PROMPT: Your answer must be an exact transcription of the data, with every picture omitted.
[Opening DATA PROVIDED section]
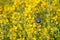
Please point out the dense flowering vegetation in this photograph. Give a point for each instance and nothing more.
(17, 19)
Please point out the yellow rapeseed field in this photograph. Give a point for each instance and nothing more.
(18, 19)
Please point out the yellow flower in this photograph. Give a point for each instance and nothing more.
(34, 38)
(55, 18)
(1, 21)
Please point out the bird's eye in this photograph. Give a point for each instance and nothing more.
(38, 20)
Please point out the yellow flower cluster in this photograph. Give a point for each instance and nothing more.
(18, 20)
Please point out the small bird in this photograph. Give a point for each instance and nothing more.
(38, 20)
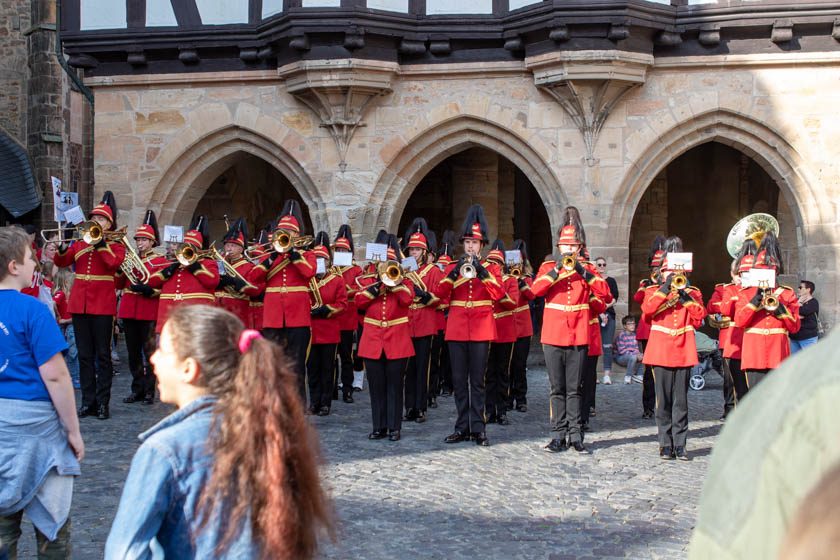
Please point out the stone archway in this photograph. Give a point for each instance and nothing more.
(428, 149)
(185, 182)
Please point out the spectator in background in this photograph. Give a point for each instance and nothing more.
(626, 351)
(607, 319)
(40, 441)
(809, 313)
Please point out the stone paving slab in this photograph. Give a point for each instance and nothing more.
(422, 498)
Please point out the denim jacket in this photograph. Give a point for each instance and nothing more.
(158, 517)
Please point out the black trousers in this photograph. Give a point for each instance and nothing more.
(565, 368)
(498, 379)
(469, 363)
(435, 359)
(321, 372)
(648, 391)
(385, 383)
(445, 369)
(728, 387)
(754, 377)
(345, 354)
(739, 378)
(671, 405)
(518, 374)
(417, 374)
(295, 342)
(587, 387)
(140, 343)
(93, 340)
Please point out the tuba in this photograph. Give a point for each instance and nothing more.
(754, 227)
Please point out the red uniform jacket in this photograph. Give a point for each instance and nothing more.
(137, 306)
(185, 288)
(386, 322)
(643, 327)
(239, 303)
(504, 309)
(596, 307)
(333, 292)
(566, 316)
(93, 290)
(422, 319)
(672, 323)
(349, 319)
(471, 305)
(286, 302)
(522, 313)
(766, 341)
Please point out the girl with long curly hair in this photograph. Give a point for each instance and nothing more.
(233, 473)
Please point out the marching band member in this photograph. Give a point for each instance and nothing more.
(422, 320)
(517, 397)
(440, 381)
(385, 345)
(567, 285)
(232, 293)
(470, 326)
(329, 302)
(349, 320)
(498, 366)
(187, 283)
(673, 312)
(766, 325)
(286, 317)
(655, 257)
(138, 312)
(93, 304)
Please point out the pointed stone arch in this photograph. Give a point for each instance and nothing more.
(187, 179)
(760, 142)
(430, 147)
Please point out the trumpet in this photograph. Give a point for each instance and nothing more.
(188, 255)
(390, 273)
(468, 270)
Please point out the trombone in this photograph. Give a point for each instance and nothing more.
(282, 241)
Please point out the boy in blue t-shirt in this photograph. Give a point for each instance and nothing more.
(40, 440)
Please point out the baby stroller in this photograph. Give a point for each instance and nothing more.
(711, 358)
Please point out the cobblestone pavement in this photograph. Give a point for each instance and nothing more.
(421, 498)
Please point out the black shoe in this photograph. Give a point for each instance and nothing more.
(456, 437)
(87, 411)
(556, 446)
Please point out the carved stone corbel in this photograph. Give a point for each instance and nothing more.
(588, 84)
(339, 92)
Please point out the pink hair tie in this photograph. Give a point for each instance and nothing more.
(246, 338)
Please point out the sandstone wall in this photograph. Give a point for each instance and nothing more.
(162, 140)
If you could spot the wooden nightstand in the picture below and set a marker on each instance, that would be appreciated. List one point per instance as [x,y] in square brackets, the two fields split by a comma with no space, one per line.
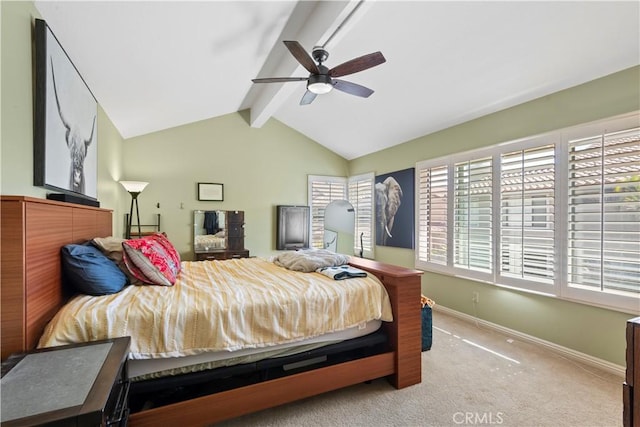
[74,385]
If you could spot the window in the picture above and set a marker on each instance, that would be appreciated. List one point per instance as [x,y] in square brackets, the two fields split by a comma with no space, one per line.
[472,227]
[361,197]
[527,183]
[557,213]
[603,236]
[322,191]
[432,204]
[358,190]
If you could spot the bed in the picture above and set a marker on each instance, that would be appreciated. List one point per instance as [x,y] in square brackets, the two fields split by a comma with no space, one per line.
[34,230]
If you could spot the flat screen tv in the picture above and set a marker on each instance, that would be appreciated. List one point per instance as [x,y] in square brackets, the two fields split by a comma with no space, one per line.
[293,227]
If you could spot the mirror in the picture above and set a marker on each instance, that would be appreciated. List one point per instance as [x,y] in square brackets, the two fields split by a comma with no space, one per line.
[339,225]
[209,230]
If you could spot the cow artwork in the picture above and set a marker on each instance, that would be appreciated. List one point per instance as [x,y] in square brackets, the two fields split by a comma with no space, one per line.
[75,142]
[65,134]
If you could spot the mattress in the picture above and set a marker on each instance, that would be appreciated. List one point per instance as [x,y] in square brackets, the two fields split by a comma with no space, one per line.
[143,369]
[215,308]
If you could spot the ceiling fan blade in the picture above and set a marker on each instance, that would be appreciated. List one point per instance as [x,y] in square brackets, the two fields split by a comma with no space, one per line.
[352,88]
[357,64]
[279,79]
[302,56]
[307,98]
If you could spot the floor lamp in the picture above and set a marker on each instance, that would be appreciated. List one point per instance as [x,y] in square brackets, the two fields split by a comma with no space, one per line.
[Closing DATA PROVIDED section]
TASK SOLUTION:
Please point out the dense flowering vegetation in this photograph. Give a point for each instance and nothing more.
(17, 19)
Please point out the yellow rapeseed field in this photograph. Give a point for each instance and nothing more.
(18, 19)
Please point out the yellow flower in this photograph. Give a point for each instance and nothing more.
(34, 38)
(55, 18)
(1, 21)
Please point out the bird's eye in this photograph. Give a point for each instance and nothing more.
(38, 20)
Please point out the yellow flower cluster in this photograph. Give a point for each instance and nothing more.
(18, 20)
Please point out the small bird in this photograph. Give a point for each instance and nothing more.
(38, 20)
Please point out the stone archway in this photograph. Give a point for each instance and nothing more.
(428, 149)
(185, 182)
Please point out the spectator in background in this photograph. Give a point for each instance and nothing more.
(626, 351)
(607, 319)
(40, 441)
(809, 313)
Please point out the stone paving slab in this photograph. Give a point for each instance and nothing more.
(422, 498)
Please point out the denim jacket in this photograph. Give a point for each instance and nothing more.
(158, 517)
Please point out the black trousers in this photograph. Give a point for each instance and nothing more.
(565, 368)
(498, 379)
(469, 363)
(435, 359)
(321, 372)
(648, 391)
(385, 383)
(445, 369)
(728, 387)
(754, 377)
(345, 354)
(739, 378)
(671, 405)
(518, 374)
(417, 374)
(295, 342)
(587, 387)
(140, 343)
(93, 340)
Please point out the tuba in this photograph. Give a point for each instance and nothing more.
(754, 227)
Please point out the red uniform jacket in this photograph. Give a point for each instance and nothing more.
(137, 306)
(185, 288)
(386, 322)
(643, 327)
(239, 303)
(504, 309)
(596, 307)
(333, 292)
(566, 316)
(93, 290)
(422, 319)
(672, 323)
(349, 319)
(471, 305)
(286, 302)
(522, 313)
(766, 341)
Please point out the girl with long curly hair in this photograph. Give a point for each instance and nothing more.
(233, 473)
Please point out the marching band member in this photograph. Give a point for each instance and nothing more.
(422, 320)
(517, 397)
(440, 381)
(385, 345)
(567, 285)
(232, 293)
(470, 326)
(329, 302)
(349, 320)
(498, 366)
(187, 283)
(673, 312)
(766, 325)
(286, 317)
(655, 257)
(138, 312)
(93, 304)
Please point out the pointed stone arch in this photograph. Give a point for each instance and nothing more.
(187, 179)
(760, 142)
(430, 147)
Please point out the trumpet in this photograph. Give a point for each instance and nothing more.
(188, 255)
(390, 273)
(468, 270)
Please point out the trombone in this photograph. Give a point for each instance and nothing more.
(282, 241)
Please point out the boy in blue t-shirt in this photograph. Give a point for each instance and nothing more.
(40, 440)
Please point out the baby stroller in this photograph. Give a point for each instance and nothing more.
(711, 358)
Please point out the cobblestone pavement in this photograph. Give a point for each instance and nothing more.
(421, 498)
Please point out the black shoe in this photograph. Give a point for each instance and nothing more.
(456, 437)
(87, 411)
(556, 446)
Please point out the carved stone corbel in this photograph. Give a point for each instance and nothing more.
(588, 84)
(339, 92)
Please point out the pink hair tie in this photograph. Give a point for each instance and nothing more.
(246, 338)
Please point out the sandstone wall in this photograph. Give a point for each instance and nothing more.
(162, 140)
If you could spot the wooden nightstand in the picture below and set a marker on each instance, that would be appreciated. List one point per instance as [x,y] in square brackets, the two fields split by a comma with no space, one per line.
[74,385]
If you could spot the window in the picture above and set a marker on each instance, that would be appreciated. List one point per instance as [x,y] in square brackets, the two fields split by a comma with no space, one per line.
[472,227]
[361,197]
[527,183]
[557,213]
[603,236]
[322,191]
[432,204]
[358,190]
If you could spot the bed in the picture above and set a marker on each instance, that would be appreciated. List one point per instance as [x,y] in square brackets, the two fields split by a comma with no space, one per line.
[34,230]
If you could spot the flat screen tv in the picture above and set a marker on each instance, that would be appreciated. List one point per instance as [x,y] in square brackets, the two fields split by a comma with no space, one per line.
[293,227]
If you could spot the mirror in the picture above and set a marker on each instance, that would be appreciated. List one point per instance as [x,y] in square brackets, the two fields split by a comma with no space, one per line.
[339,225]
[209,230]
If you could spot the cow artwork in the picture above and set a marker on each instance, that would be appreciated. List one point per instance as [x,y] in square brackets, the two fields split by a comma with no space, one per line.
[75,142]
[65,134]
If you could spot the mattress in the picture above and set a marker on each instance, that would be appreciated. List one point per instance as [x,y] in square brackets, the two fields split by a comma with no space, one per line.
[143,369]
[215,308]
If you could spot the ceiling fan blade in the picture above and set a marker on each instance, that would be appreciated. List one point per instance as [x,y] in square brackets, the two fields split by a comma with no space, one per line.
[352,88]
[357,64]
[279,79]
[302,56]
[307,98]
If you could spot the floor lamp in the picture above and set a marker on each instance, that would be appreciated. List one point per instance as [x,y] in square brackets, the two fields split by a comma with no space, one per line.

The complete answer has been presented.